- [Extract to read]:
---
Kyle Wilson

Personal information
- Full name: Kyle Philip Wilson
- Date of birth: 14 November 1985 (age 40)
- Place of birth: Wirral, England
- Position: Forward

Youth career
- Crewe Alexandra

Senior career*
- Years: Team / Apps / (Gls)
- 2003–2006: Crewe Alexandra / 0 / (0)
- 2005–2006: → Altrincham (loan) / 5 / (0)
- 2006–2007: Barrow / 43 / (7)
- 2007–2008: Witton Albion
- 2008: Droylsden / 1 / (0)
- 2008–2009: FC United of Manchester / 27 / (21)
- 2009–2010: Macclesfield Town / 4 / (0)
- 2010: → FC United of Manchester (loan) / 7 / (4)
- 2010: Hyde / 3 / (0)
- 2010–2011: Chester / 29 / (3)
- 2011–2012: Bangor City / 29 / (6)
- 2012–2013: Nantwich Town / 37 / (8)
- 2013–2014: Witton Albion / 16 / (6)
- 2014–2015: Conwy Borough / 30 / (4)

International career
- England U18 / 5 / (2)
- England U19 / 6 / (1)
- England U20 / 1 / (0)

= Kyle Wilson (English footballer) =

English footballer (born 1985)

Kyle Philip Wilson (born 14 November 1985) is an English former footballer. He has previously played for Crewe Alexandra, Macclesfield Town, FC United of Manchester, Chester, and Bangor City. He also represented England at youth level earning 12 caps.

==Career==

===Crewe Alexandra===
Wilson started his career rising through the youth ranks at Crewe Alexandra. In October 2005, he was loaned out to Conference National side Altrincham, to boost his development. He played five games for the club.

Making 2 appearances for Crewe, he was released from his contract at the end of the 2005–06 season.

===Barrow===
After leaving Crewe, Wilson had a brief trial at Wrexham but later in the Summer of 2006, he signed for Barrow who were managed at the time by his father, Phil Wilson. Wilson suffered an anterior mediate cruciate ligament injury in September 2006, forcing him to miss the rest of the season. He left the club following the dismissal of his father as manager in November 2007.

===Droylsden===
On 5 January 2008, he made an appearance for Conference outfit Droylsden, in the 2–1 defeat to Crawley Town.

===FC United of Manchester===
He spent 2008–09 with FC United of Manchester, where he excelled, scoring 25 goals in 32 games. He returned to the Football League in May 2009, signing with Macclesfield Town.

===Macclesfield Town===
He made his debut in the 4–0 defeat by Notts County at Moss Rose on 15 August 2009. He was a late substitute for Matthew Tipton.
---
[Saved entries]

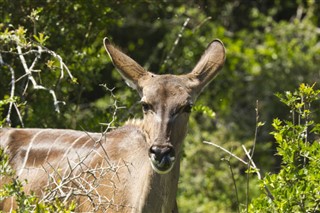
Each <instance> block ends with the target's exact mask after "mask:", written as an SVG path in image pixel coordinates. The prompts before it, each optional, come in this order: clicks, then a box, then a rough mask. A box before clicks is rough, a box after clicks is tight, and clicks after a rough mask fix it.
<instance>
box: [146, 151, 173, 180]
mask: <svg viewBox="0 0 320 213" xmlns="http://www.w3.org/2000/svg"><path fill="white" fill-rule="evenodd" d="M149 158H150V160H151V166H152V168H153V170H155V171H156V172H157V173H159V174H166V173H168V172H169V171H170V170H171V169H172V167H173V165H174V161H175V151H174V149H173V147H172V146H169V145H153V146H151V147H150V149H149Z"/></svg>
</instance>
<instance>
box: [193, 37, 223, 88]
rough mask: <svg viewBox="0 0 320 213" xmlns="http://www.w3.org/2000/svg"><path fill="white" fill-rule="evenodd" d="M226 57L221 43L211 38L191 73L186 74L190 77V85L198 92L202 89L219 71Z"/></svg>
---
- [Problem 1]:
For the Kyle Wilson profile, decide whether each statement agrees with the text. Answer yes or no and quote the deciding words exactly. (a) Wilson was loaned to Altrincham in October 2005. (b) Barrow's manager when Wilson signed was his uncle. (c) Wilson's debut for Macclesfield Town ended in a win.
- [Problem 2]:
Reproduce the part of the Kyle Wilson profile starting at "- 2005–2006: →" and ending at "Town / 37 / (8)".
- [Problem 3]:
Using the Kyle Wilson profile, explain in one to three sentences why Crewe Alexandra loaned Wilson to Altrincham.

- [Expected output 1]:
(a) Yes: "In October 2005, he was loaned out to Conference National side Altrincham"
(b) No: "he signed for Barrow who were managed at the time by his father, Phil Wilson"
(c) No: "He made his debut in the 4–0 defeat by Notts County"

- [Expected output 2]:
- 2005–2006: → Altrincham (loan) / 5 / (0)
- 2006–2007: Barrow / 43 / (7)
- 2007–2008: Witton Albion
- 2008: Droylsden / 1 / (0)
- 2008–2009: FC United of Manchester / 27 / (21)
- 2009–2010: Macclesfield Town / 4 / (0)
- 2010: → FC United of Manchester (loan) / 7 / (4)
- 2010: Hyde / 3 / (0)
- 2010–2011: Chester / 29 / (3)
- 2011–2012: Bangor City / 29 / (6)
- 2012–2013: Nantwich Town / 37 / (8)

- [Expected output 3]:
Crewe Alexandra loaned Wilson to Conference National side Altrincham in October 2005 to boost his development.